The Supreme Court, in Certain Underwriters at Lloyd's London v. United States Steel Corp., 19-1730, p. 3 (La. 1/28/20), 288 So.3d 120, 122, (quoting Lafayette City-Parish Consol. Gov't v. Person, 12-0307, p. 8 (La. 10/16/12), 100 So.3d 293, 298), found that an “expert may provide testimony based on information obtained from others, and the character of the evidence upon which the expert bases an opinion affects only the weight to be afforded the expert's conclusion.” See also MSOF Corp. v. Exxon Corp., 04-0988, p. 16 (La. App. 1 Cir. 12/22/05), 934 So.2d 708, 720 (wherein the First Circuit held that “the character of the evidence upon which the expert bases an opinion affects only the weight to be afforded the expert's conclusion ․ and may serve as a basis for attack by defendants on cross-examination at trial, but it does not make his opinion evidence inadmissible under Daubert.”).
Defendants argue that Dr. Finkelstein relied on frequency, duration and proximity of asbestos exposure, while admitting he lacked any details as to those criteria. We disagree, as these factors affect only the weight to be afforded Dr. Finkelstein's opinion and may be raised in defendants’ cross-examination at trial.

DATA TO EXAMINE:
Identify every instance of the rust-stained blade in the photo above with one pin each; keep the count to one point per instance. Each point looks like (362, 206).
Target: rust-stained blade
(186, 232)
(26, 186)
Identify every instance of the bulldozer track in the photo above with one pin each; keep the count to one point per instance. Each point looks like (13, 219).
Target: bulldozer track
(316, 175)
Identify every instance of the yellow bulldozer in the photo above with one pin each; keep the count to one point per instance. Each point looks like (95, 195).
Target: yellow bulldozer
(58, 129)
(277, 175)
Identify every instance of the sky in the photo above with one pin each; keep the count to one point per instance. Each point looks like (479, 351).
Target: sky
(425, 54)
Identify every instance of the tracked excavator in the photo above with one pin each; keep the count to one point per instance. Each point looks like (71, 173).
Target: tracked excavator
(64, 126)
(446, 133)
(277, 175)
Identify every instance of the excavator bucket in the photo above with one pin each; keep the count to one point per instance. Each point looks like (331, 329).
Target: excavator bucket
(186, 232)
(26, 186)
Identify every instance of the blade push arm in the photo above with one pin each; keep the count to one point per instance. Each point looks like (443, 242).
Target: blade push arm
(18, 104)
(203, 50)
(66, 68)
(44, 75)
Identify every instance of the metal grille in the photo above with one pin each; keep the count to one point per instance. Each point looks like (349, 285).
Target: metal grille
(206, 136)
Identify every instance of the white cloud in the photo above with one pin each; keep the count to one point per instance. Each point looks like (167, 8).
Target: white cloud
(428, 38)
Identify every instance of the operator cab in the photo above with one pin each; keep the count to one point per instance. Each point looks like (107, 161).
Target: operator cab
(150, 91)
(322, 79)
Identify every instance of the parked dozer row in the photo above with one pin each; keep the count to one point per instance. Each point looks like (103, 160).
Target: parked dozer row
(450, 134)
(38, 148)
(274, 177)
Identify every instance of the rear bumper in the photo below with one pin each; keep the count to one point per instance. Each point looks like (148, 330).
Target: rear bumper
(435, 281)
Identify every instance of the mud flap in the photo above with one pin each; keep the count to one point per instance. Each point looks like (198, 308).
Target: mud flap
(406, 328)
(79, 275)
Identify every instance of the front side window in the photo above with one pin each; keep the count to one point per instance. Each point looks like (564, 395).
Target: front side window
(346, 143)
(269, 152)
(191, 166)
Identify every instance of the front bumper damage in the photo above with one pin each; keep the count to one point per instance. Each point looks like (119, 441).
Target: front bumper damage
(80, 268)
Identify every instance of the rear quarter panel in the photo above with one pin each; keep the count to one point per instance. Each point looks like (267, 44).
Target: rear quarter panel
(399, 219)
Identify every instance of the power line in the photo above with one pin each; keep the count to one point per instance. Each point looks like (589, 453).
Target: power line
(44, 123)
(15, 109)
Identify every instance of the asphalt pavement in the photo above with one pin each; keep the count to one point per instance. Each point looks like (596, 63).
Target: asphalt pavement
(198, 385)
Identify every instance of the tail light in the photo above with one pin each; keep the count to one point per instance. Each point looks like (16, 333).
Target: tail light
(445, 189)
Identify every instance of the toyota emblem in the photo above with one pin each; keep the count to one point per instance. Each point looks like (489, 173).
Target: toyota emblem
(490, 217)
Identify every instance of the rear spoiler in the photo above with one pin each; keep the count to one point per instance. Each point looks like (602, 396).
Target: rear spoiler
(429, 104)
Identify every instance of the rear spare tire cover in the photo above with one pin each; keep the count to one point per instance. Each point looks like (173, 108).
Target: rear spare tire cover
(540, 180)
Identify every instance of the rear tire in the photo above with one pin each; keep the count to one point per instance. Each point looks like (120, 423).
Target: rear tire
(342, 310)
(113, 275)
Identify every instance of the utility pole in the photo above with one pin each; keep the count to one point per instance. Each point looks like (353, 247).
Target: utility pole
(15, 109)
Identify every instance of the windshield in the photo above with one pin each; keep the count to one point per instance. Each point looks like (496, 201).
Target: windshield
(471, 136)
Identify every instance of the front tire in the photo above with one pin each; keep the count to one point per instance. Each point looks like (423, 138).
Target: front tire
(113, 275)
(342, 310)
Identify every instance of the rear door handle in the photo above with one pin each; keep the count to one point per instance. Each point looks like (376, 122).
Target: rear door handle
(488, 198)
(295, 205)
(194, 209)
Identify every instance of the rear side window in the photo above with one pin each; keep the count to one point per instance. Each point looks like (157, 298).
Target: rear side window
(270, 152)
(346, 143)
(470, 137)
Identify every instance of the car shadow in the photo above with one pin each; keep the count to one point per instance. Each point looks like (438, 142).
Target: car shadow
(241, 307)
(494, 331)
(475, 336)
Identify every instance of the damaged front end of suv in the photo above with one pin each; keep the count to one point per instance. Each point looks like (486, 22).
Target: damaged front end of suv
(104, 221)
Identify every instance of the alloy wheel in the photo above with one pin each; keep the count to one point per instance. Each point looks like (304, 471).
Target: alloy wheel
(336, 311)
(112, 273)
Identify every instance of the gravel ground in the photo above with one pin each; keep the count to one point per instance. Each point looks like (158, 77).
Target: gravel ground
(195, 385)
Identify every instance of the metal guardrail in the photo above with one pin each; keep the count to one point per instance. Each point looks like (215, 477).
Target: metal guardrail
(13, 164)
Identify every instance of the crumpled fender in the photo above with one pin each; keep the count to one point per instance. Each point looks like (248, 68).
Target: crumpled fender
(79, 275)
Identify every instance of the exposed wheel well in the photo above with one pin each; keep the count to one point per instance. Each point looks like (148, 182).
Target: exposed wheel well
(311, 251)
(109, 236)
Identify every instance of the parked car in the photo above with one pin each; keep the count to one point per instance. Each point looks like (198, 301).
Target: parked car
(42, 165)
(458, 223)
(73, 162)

PARTS OF THE EXERCISE:
A) Switch "Dr. Finkelstein" to "the plaintiffs' expert" in the excerpt on expert testimony, giving back everything from "Defendants argue that" down to "cross-examination at trial.".
B) In the excerpt on expert testimony, which court held in MSOF Corp. v. Exxon Corp. that the character of the evidence behind an expert's opinion affects only its weight?
C) Extend the excerpt on expert testimony past its last sentence.
The data can be set aside.

RESPONSES BY ITEM NUMBER:
A)
Defendants argue that the plaintiffs' expert relied on frequency, duration and proximity of asbestos exposure, while admitting he lacked any details as to those criteria. We disagree, as these factors affect only the weight to be afforded the plaintiffs' expert's opinion and may be raised in defendants’ cross-examination at trial.

B) The First Circuit.

C)
When asked in his deposition if he knew the frequency of Mr. Allen's exposure to asbestos, Dr. Finkelstein explained:
[W]e know he developed asbestosis. So asbestosis is a slowly developing progressive disease, which generally requires 10 or 20 fiber years of exposure to produce. So I presume that he himself would have had frequent, intense exposures. He would have brought home the dust on his clothing on those days when he himself was personally exposed. He would also at the time he was in his car leading to ongoing low-level exposure. And the dust he brought into his home would have remained there and accumulated there. So, Mrs. Allen would have had ongoing exposure from those sources.
Dr. Finkelstein conceded that he did not know the specific month or year that Mr. Allen worked asbestos for any particular employer and did not have an opinion about a specific month and year that Mrs. Allen's asbestos would be attributed to a particular employer. However, in support of his opinion, Dr. Finkelstein explained: “there are two parts to her exposure. One is direct exposure from laundering her husband's work clothing. The other exposure is the ongoing exposure coming from the contamination of her home. So asbestos brought home in January of 1973 could still be present in the home ten or more years later.”
Considering our de novo review of the record, we conclude that Dr. Finkelstein's testimony and opinion regarding medical causation withstands defendants’ Daubert challenge. Therefore, we find no error in the trial court's ruling.
For the foregoing reasons, find no error in the trial court's denial of defendants’ motions for summary judgment and motions in limine. Accordingly, the writ applications are granted and relief is denied.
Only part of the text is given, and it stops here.